## Provided records
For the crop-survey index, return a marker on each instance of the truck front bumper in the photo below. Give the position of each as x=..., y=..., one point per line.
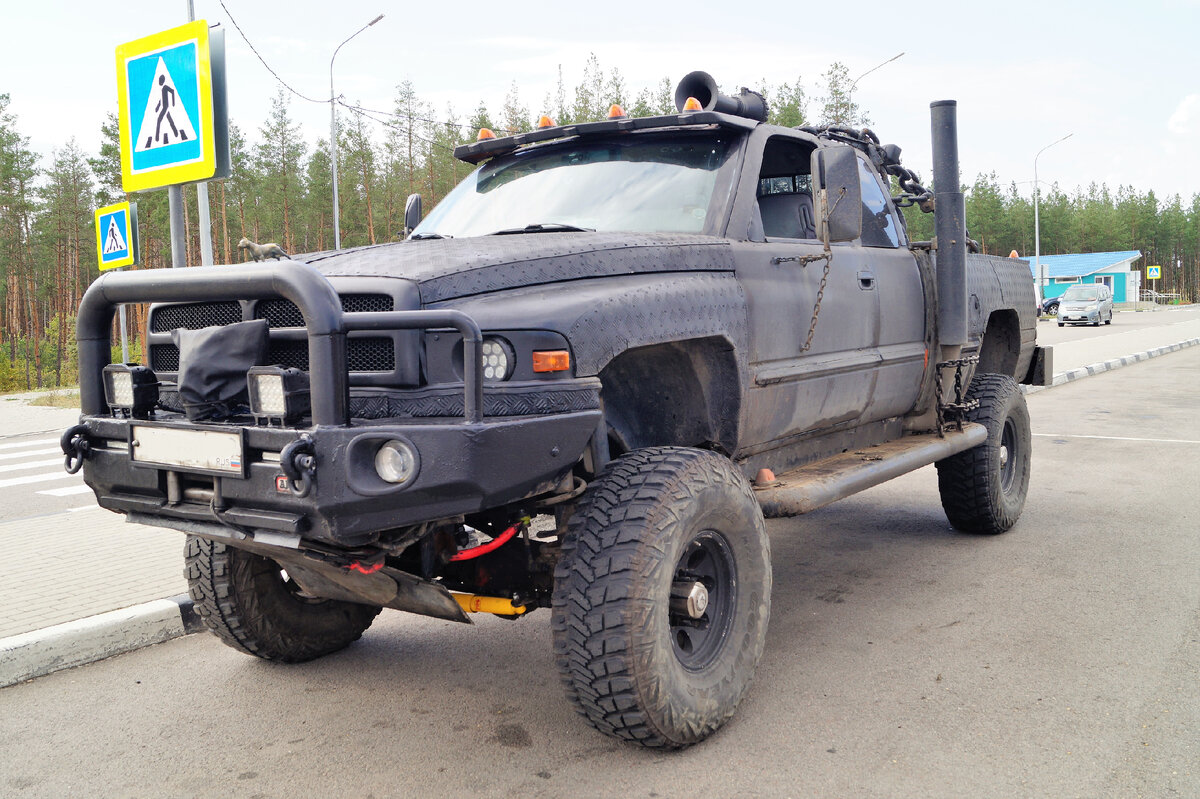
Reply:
...
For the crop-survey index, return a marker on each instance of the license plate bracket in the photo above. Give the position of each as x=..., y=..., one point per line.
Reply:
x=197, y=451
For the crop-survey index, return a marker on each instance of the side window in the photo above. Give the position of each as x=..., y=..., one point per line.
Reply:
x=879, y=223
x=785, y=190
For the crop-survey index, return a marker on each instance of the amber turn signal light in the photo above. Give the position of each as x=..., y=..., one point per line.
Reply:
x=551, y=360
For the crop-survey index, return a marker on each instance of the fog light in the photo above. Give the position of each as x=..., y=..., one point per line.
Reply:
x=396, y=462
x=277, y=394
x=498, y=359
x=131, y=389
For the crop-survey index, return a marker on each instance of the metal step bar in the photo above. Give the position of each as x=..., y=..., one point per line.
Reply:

## What is asked
Rewrite the data starting with the line that contains "the fog light" and going on through the line that contains "x=131, y=389", replacing "crop-survey index" with "vehicle-parts index" and leaving everything else unchanged.

## Reply to the exercise
For the vehicle-parts index, return a marker on each instance of the fog light in the photo above. Give the position of each as x=..., y=..., one point per line.
Reply:
x=396, y=462
x=277, y=394
x=498, y=359
x=131, y=389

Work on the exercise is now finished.